Data extracted from a collection —
<<<<

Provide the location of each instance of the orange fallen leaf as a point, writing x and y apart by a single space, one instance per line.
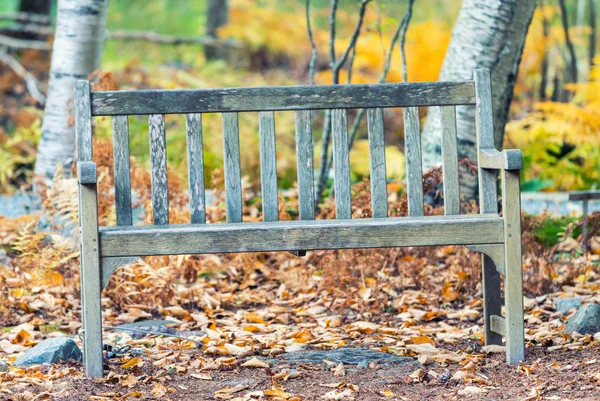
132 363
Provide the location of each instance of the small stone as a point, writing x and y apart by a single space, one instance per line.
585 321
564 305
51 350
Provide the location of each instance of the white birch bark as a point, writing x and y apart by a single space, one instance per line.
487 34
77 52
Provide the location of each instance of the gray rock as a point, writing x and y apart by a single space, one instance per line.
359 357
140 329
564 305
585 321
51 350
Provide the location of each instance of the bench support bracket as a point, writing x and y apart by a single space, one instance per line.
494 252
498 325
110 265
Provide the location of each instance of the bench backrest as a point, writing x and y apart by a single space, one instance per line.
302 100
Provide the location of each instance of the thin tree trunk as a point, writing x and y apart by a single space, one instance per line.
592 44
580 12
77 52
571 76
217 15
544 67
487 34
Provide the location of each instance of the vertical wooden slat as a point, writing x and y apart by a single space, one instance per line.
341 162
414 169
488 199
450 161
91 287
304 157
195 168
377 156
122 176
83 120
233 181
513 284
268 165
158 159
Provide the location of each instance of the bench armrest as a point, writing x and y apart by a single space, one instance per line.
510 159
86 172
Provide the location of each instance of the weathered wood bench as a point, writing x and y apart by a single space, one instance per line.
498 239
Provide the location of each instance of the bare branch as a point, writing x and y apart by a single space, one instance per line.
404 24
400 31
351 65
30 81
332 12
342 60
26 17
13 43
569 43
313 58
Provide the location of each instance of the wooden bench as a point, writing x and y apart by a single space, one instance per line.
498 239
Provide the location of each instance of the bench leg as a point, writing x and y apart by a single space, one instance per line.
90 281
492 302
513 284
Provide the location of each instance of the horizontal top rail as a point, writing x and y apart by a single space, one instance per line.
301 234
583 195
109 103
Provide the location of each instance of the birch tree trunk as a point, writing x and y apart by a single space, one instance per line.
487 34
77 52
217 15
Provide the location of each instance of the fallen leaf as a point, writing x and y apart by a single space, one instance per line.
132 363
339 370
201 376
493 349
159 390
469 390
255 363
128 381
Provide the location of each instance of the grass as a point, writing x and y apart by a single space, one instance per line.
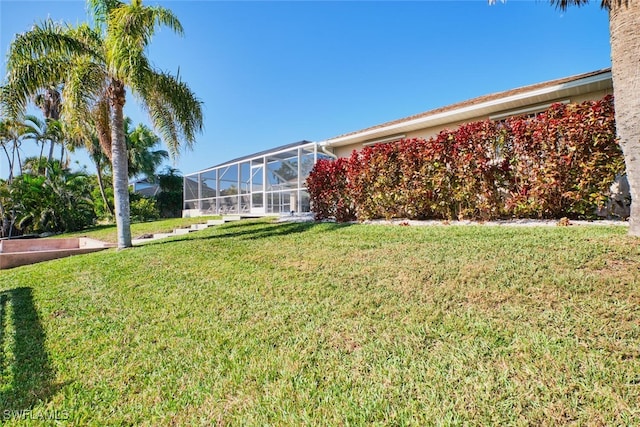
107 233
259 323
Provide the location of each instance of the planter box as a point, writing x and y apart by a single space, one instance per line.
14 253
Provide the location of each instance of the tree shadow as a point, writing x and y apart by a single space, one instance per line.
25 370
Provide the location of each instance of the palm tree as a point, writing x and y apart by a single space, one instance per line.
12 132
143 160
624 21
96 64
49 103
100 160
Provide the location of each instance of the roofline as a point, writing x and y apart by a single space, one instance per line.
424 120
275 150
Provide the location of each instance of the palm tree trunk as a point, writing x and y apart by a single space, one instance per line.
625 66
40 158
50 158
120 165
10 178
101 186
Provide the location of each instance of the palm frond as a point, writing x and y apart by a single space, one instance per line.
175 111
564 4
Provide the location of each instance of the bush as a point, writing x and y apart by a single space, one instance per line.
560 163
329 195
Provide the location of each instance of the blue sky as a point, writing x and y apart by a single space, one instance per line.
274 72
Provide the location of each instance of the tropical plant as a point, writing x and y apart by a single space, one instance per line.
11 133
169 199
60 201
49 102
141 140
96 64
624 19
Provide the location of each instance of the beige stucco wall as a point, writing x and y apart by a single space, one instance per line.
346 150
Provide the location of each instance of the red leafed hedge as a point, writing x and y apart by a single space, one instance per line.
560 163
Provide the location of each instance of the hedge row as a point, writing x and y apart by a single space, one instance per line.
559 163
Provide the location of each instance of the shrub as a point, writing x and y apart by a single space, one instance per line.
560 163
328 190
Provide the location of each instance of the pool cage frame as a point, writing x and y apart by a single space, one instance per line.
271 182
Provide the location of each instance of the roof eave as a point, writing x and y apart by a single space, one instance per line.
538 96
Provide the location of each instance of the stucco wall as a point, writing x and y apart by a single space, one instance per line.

>>>>

Exercise aim — Output each entry exactly. Skip the pictures.

Answer section —
Provide the location of each instance of the orange fallen leaf as a point, writing x and y apart by a single space, one instance per line.
132 363
Provide the location of each instance of the small stone as a point, writing x and y apart by a single space, one instance per line.
585 321
564 305
51 350
Provide the location of each instance of the white birch bark as a point, writing x and y apart by a single space, one instance per line.
487 34
77 52
Provide the location of each instance of the gray rock as a point, writing x and y apart by a single space, one instance per line.
359 357
140 329
564 305
585 321
51 350
Provide the location of each instance of the bench support bracket as a point, writing x and y apart by a single space, one instance per line.
494 252
498 325
110 265
Provide the location of each instance of the bench backrest as a point, writing x and y apart by a single space, one instance per line.
302 100
Provide the location of each instance of the thin tree trunk as a point, writing x and y apart by a single space, one instance per line.
592 44
580 12
77 52
571 76
217 15
544 67
487 34
Provide the location of each instance of the vertical wooden slat as a point, writing x and y apart by a single space, one instance per line.
341 162
414 169
488 199
450 161
91 287
304 157
195 168
377 156
122 176
83 120
233 181
513 284
268 165
158 159
Provide the location of each instance of the bench armrest as a point, writing x and y apart by a single space, one instance per line.
510 159
86 172
Provide the location of each instance of the weathered wood bench as a point, writing x and y apart by a single space, one instance per line.
498 239
Provide the location of each instance of the bare branch as a point, writing x and y apart by a single space, one instance per line.
404 24
400 31
351 65
30 81
332 12
342 60
26 17
13 43
569 43
313 58
Provide the location of each instance of the wooden bench as a point, writing x and y apart by a single space, one instance per line.
498 239
Provide the location of each instance of the bench leg as a point, writing x and y apart by a single space, one instance per line.
90 281
492 302
513 284
Provide the location of each instance of the horizontal top rail as a point, writing x and y apart by a single space, one instance per line.
301 234
583 195
109 103
Provide the location of each instance of the birch tree trunk as a point, writing x and y apart by a single space, one instance per line.
487 34
77 52
217 15
Provide the location of each instance of the fallen leaf as a point, writing x and y apart by a single space, one instance per line.
132 363
339 370
201 376
493 349
159 390
469 390
255 363
128 381
Provide the location of each instance of the grass as a point, writing x and y apart by a single space, one instance per line.
107 233
259 323
Provide the location of each instance of the planter box as a point, writing x and y apart by a single space, one instance per line.
14 253
Provide the location of each instance of the tree shadow as a point, writing x and y apart by a single space, one instance per line.
25 370
Provide the location of each instance of the palm tree as a point, writing x and y apart by a single space, one instance per line.
12 132
143 160
624 21
96 64
49 103
100 160
Provide the location of each instance of the roofline as a point, writing x and y apart by a single space, one instance per line.
424 120
275 150
Provide the location of each instance of the palm tree trunk as a point, writing x and y apart by a single space, one instance per line.
625 66
40 158
50 158
120 165
10 178
101 186
Provide the location of each instance of the palm frond as a point, writing x and y apart by a single space, one instance per line.
175 111
564 4
Provide the location of each instance of the bush as a point, writing x and y apart by a single space, one instance per line.
560 163
329 195
Provide the location of each instance of the blue sky as a point, writing x and y apart by a single space, one instance per line.
274 72
Provide the location of each instance of the tropical plant as a point, writing x and y apart by a single space, one instance per line.
11 133
169 199
60 201
49 102
141 140
96 64
624 19
Provide the location of each instance of the beige stucco wall as a point, writing x and y apart by a single space, one instance per line.
346 150
Provide the location of each instance of the red leafed hedge as a point, writing x and y apart by a single space, one instance per line.
560 163
Provide the location of each instance of the hedge row as a point, writing x and y apart by a single space, one instance per line.
559 163
Provide the location of each instance of the shrub as a point, writing x and y apart by a single space, one instance per line.
560 163
328 190
Provide the location of each instance of the pool cage frame as a point, writing x and y apart by a single space, one instance per line.
271 182
Provide the location of each instance of the roof eave as a point, writing x and y apart by a single space, one instance per line.
538 96
Provide the location of each instance of the stucco wall as a point, writing x and y apart by a single space, one instance per line.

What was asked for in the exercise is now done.